### [Source excerpt]

+ + + + + + +

Lists; a fast way to store objects.

Tjakka5
Party member
Posts: 240
Joined: Thu Dec 26, 2013 12:17 pm

Lists; a fast way to store objects.

We all like speed, speed is nice.
But all those tables that you add objects to, remove them, loop over them? Those are slow.

Lists is my attempt at an alternative which gets rid of those nasty slow functions.
It uses some logic and magic to quickly add and remove objects.

Get it here:
https://github.com/tjakka5/Lists/tree/master

Check out my portfolio: http://tjakka5.sorunome.de/

airstruck
Party member
Posts: 650
Joined: Thu Jun 04, 2015 7:11 pm
Location: Not being time thief.

Re: Lists; a fast way to store objects.

Looks interesting! Do you have any benchmarks vs. the usual tables-as-lists?

+ + + + + + +

### [Provided records]
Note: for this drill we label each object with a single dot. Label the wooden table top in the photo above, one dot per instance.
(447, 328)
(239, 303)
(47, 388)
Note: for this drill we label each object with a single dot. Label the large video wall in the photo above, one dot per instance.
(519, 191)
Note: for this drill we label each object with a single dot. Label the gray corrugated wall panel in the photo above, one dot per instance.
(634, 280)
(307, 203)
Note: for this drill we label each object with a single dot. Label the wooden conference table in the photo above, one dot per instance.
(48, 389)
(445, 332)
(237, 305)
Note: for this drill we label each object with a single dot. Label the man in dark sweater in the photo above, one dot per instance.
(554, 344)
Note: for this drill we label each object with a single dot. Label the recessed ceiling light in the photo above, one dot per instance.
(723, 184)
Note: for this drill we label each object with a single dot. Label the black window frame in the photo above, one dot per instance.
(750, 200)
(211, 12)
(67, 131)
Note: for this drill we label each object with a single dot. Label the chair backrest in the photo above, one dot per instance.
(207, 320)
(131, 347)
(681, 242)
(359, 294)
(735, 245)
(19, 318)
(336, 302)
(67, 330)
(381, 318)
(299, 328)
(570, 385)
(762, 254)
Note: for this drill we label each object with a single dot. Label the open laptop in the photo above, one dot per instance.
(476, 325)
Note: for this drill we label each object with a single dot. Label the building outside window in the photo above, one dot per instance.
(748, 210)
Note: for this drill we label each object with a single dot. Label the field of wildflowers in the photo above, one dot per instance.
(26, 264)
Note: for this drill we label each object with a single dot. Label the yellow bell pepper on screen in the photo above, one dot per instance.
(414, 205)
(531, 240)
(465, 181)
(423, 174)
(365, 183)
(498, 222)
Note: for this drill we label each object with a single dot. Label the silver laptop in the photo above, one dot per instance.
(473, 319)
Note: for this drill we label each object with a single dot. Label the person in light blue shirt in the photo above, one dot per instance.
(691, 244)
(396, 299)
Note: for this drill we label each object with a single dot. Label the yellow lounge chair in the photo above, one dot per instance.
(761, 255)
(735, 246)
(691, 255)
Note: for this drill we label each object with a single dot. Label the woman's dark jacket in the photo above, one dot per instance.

+ + + + + + +

### [What this exercise asks]
A: In the forum thread, what actions does the first post say people perform with tables? List them all.
B: Please rewrite the entries as a Markdown table with the columns Row and Line. Cover everything from the line containing "Label the field" down to the end of the entries, both ends included.

### [Complete answers]
A:
- Adding objects to them
- Removing objects from them
- Looping over them

B:
| Row | Line |
|---|---|
| 1 | Note: for this drill we label each object with a single dot. Label the field of wildflowers in the photo above, one dot per instance. |
| 2 | (26, 264) |
| 3 | Note: for this drill we label each object with a single dot. Label the yellow bell pepper on screen in the photo above, one dot per instance. |
| 4 | (414, 205) |
| 5 | (531, 240) |
| 6 | (465, 181) |
| 7 | (423, 174) |
| 8 | (365, 183) |
| 9 | (498, 222) |
| 10 | Note: for this drill we label each object with a single dot. Label the silver laptop in the photo above, one dot per instance. |
| 11 | (473, 319) |
| 12 | Note: for this drill we label each object with a single dot. Label the person in light blue shirt in the photo above, one dot per instance. |
| 13 | (691, 244) |
| 14 | (396, 299) |
| 15 | Note: for this drill we label each object with a single dot. Label the yellow lounge chair in the photo above, one dot per instance. |
| 16 | (761, 255) |
| 17 | (735, 246) |
| 18 | (691, 255) |
| 19 | Note: for this drill we label each object with a single dot. Label the woman's dark jacket in the photo above, one dot per instance. |